Aim of the task:
For the records below, work out the number of lines holding "like" and reply with only that.

[Data extracted from a collection]

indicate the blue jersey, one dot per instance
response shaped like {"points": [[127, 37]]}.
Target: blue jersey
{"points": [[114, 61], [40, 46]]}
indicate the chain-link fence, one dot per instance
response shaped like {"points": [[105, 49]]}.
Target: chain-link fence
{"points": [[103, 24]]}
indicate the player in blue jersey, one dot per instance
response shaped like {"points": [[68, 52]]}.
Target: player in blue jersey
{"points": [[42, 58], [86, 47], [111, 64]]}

Problem solution:
3